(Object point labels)
-.-.-

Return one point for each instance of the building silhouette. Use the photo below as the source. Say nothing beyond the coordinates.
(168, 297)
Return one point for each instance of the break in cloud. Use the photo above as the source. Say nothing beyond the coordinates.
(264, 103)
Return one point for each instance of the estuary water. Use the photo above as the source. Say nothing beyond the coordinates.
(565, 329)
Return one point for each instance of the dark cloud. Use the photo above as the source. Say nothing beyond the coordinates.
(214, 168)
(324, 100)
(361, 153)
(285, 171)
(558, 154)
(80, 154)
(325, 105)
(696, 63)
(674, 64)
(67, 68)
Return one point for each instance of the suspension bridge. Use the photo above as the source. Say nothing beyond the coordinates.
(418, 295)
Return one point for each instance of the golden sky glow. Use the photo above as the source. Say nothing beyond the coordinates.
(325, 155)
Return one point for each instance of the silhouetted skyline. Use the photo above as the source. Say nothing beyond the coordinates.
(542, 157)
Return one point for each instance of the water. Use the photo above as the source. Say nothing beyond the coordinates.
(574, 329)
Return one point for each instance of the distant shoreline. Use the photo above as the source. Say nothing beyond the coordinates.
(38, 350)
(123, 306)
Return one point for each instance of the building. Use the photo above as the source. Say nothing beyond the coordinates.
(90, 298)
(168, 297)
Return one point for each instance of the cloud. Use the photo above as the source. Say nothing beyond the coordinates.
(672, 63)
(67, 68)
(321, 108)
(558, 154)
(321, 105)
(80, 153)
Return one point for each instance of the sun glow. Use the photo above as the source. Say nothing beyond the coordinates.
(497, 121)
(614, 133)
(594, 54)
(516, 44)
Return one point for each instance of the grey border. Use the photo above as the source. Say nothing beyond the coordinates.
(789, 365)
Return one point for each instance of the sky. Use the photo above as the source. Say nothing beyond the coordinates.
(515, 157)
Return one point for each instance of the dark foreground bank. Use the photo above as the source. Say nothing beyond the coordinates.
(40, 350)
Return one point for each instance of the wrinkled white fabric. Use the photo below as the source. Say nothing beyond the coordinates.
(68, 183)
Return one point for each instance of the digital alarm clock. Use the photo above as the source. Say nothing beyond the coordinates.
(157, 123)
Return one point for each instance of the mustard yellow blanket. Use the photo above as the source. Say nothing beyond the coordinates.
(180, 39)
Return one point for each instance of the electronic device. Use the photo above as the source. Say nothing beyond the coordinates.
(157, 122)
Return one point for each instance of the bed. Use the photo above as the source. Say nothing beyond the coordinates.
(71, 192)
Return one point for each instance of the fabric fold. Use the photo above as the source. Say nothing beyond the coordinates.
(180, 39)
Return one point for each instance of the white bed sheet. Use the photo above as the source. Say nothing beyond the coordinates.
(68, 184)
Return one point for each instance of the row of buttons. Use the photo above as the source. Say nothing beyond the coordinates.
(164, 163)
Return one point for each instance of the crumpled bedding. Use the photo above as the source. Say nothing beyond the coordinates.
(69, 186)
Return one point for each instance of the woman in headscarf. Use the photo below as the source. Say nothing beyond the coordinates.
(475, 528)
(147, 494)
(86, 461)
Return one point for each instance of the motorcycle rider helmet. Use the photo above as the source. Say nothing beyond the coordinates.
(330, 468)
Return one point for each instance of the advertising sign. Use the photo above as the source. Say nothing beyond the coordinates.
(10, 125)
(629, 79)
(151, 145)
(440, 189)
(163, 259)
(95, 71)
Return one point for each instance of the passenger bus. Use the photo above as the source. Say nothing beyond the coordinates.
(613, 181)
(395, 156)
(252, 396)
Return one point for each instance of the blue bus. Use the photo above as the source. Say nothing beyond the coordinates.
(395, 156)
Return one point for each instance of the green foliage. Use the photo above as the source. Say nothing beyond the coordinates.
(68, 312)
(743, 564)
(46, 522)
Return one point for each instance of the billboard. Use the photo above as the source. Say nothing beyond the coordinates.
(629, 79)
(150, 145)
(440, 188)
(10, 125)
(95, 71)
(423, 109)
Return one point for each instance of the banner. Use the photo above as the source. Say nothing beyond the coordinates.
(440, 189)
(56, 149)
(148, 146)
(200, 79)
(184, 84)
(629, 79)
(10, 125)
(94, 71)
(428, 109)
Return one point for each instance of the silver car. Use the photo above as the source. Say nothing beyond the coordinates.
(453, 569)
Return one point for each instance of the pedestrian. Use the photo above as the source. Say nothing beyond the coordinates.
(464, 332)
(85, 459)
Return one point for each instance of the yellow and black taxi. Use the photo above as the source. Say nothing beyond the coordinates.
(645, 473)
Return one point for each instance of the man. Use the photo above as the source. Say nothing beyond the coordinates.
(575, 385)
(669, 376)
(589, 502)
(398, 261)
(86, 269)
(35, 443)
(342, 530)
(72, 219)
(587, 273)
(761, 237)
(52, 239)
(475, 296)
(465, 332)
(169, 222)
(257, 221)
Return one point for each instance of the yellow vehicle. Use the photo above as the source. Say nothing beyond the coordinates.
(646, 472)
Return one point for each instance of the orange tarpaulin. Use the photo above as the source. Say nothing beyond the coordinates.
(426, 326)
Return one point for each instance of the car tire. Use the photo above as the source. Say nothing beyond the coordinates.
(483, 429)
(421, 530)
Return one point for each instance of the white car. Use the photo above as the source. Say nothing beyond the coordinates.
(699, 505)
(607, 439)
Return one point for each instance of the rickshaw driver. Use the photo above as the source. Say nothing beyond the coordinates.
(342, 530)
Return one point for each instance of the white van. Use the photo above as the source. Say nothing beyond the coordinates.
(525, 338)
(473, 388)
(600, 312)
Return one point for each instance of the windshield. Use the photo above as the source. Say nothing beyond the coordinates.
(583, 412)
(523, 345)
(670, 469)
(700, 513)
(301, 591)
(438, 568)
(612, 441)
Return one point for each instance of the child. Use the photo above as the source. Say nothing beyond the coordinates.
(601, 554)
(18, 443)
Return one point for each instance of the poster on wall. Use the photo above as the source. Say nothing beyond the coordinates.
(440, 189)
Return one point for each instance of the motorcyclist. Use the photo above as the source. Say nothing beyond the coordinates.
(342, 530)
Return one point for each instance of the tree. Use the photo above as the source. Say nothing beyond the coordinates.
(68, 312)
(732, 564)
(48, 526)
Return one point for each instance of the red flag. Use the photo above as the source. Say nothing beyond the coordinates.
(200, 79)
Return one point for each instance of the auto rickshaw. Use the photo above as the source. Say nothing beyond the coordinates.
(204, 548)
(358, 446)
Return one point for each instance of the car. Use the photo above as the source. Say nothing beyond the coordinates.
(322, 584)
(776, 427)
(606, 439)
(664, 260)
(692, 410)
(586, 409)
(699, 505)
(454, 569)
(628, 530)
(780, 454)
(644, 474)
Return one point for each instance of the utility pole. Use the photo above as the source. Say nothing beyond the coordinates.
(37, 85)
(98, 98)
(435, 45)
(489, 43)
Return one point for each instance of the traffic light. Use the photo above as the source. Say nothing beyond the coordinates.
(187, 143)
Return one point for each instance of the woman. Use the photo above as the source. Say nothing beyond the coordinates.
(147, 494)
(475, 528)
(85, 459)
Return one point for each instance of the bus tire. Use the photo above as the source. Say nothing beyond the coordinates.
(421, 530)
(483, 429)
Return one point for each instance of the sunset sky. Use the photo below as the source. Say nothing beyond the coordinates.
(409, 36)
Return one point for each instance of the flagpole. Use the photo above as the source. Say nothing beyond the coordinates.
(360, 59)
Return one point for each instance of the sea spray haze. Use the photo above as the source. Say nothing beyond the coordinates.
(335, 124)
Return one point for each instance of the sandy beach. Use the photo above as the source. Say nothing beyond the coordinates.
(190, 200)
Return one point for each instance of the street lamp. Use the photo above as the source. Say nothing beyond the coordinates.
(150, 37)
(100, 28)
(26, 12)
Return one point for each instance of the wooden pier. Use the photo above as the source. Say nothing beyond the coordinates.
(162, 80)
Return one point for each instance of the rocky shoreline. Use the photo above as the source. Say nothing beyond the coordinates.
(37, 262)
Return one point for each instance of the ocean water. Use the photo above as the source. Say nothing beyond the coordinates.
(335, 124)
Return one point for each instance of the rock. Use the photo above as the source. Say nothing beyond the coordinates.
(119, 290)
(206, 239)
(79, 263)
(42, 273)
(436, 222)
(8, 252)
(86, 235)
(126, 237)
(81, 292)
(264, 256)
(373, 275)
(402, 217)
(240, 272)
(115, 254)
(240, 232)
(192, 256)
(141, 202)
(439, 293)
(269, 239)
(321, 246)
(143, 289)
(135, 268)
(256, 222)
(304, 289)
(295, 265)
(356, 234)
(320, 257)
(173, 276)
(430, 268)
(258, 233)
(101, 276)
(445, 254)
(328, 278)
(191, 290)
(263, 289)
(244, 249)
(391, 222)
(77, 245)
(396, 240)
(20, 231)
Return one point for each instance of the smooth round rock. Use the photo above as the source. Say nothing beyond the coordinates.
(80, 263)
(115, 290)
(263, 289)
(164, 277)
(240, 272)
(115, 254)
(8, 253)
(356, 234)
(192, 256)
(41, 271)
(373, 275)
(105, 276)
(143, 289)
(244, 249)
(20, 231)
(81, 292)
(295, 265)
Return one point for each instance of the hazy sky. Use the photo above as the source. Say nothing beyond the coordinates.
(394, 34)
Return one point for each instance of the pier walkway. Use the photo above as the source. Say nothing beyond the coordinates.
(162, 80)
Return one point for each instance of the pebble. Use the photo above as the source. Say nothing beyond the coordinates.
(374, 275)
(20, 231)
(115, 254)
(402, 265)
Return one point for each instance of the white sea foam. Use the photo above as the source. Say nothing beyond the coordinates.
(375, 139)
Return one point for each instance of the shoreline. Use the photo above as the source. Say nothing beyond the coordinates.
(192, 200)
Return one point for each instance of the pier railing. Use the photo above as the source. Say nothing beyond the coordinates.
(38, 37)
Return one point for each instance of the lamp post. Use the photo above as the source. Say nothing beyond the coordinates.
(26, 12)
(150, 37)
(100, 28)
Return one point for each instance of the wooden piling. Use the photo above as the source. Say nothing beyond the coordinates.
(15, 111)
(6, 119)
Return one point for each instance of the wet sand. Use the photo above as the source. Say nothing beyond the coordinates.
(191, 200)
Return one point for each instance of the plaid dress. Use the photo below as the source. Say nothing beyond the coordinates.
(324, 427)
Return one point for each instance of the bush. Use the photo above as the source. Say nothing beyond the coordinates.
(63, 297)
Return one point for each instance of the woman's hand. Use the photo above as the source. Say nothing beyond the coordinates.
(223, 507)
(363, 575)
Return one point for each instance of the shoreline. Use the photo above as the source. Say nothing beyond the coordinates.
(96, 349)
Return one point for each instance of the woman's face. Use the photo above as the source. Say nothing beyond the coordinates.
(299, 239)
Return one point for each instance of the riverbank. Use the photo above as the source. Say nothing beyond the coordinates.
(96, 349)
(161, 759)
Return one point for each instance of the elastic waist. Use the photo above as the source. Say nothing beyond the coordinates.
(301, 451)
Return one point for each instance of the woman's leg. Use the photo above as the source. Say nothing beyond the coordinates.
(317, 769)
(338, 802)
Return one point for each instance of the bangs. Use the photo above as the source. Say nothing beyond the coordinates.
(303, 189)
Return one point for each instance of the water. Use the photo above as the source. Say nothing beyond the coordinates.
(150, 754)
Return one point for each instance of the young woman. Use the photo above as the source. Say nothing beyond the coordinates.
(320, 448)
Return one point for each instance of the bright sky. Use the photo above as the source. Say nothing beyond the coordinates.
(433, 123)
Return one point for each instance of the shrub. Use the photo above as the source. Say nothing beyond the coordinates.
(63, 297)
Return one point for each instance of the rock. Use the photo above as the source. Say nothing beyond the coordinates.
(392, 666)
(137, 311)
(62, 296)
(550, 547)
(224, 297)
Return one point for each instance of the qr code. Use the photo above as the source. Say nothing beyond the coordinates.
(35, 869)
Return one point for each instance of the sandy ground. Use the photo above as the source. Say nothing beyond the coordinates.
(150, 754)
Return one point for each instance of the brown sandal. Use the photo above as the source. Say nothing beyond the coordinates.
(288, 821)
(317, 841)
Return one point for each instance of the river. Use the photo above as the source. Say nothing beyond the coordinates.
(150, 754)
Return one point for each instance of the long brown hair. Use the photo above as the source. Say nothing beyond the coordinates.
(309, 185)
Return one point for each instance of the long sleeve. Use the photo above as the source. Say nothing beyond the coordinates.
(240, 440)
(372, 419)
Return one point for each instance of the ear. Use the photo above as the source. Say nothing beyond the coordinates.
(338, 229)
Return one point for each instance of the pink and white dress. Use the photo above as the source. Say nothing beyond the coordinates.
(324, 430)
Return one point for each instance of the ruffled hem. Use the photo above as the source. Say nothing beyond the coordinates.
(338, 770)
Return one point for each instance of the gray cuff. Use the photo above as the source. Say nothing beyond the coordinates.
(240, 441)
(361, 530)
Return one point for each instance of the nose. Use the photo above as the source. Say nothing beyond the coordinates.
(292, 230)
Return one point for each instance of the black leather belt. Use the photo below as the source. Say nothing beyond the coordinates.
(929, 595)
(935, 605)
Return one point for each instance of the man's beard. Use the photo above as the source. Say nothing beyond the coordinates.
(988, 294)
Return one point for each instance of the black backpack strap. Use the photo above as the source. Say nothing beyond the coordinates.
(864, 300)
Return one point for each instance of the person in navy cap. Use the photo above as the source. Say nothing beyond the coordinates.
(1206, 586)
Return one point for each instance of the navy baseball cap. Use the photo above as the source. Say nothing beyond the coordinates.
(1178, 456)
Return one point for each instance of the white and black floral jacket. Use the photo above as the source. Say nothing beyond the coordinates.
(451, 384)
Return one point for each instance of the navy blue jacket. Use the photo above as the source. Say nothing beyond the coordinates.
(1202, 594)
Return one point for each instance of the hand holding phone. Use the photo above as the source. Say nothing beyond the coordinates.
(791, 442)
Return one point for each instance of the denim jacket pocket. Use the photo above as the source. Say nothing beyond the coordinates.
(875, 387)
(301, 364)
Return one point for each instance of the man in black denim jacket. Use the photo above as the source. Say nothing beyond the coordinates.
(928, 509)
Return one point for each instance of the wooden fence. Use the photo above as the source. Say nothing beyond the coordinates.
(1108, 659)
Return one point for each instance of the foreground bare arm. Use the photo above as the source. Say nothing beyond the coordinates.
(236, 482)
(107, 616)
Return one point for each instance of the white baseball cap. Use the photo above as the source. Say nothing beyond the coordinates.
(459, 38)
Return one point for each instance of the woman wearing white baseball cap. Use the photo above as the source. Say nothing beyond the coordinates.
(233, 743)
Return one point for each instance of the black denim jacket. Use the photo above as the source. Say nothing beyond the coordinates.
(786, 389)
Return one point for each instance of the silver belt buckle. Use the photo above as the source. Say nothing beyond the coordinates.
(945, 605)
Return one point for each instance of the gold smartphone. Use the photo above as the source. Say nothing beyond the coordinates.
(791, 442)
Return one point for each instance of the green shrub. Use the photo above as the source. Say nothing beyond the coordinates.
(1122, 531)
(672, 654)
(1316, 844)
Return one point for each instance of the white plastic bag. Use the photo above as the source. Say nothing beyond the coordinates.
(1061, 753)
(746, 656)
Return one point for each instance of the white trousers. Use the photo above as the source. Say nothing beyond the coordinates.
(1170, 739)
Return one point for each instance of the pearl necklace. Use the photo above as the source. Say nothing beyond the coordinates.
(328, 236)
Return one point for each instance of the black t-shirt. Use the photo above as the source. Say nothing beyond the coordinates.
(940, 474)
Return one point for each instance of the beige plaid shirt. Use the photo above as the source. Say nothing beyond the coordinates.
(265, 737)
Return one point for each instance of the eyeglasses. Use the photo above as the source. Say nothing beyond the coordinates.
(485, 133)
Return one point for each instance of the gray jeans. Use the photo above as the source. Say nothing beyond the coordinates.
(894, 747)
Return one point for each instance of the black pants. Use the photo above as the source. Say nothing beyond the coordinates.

-.-.-

§ **Work to complete**:
Return the line that contains "Return one point for each instance of the black denim" along with every line after it through the end of the entries, exactly, adding nothing.

§ **Response to this exercise**:
Return one point for each instance of the black denim jacket. Use the photo above as the source. Say nothing beyond the coordinates.
(786, 389)
Return one point for each instance of the silver belt buckle. Use the photo above as the source. Say nothing beyond the coordinates.
(945, 605)
Return one point for each instance of the gold smartphone. Use the photo above as the source. Say nothing beyond the coordinates.
(791, 442)
Return one point for each instance of the green shrub. Use the photo above as the source. Say nothing beyond the coordinates.
(1122, 531)
(672, 654)
(1316, 844)
Return one point for each instance of the white plastic bag. Use the photo above as the source. Say nothing beyond the coordinates.
(1061, 753)
(746, 656)
Return one point for each instance of the white trousers. Use the photo above as the source. Say nothing beyond the coordinates.
(1170, 739)
Return one point for each instance of the pearl necklace. Use the photo above as the source. Say nothing beyond the coordinates.
(328, 236)
Return one point for each instance of the black t-shirt. Use the photo above as the source. Say nothing beyond the coordinates.
(940, 474)
Return one point for each instance of the beige plaid shirt. Use the photo above as the source. Say nothing beyond the coordinates.
(265, 737)
Return one point for each instance of the eyeglasses. Use the photo above as the source. Say nothing beyond the coordinates.
(485, 133)
Return one point for each instance of the gray jeans. Use the photo above as the source. Say nothing beyond the coordinates.
(894, 747)
Return one point for each instance of the black pants. Use the photo above as the source. Say nothing beyond the coordinates.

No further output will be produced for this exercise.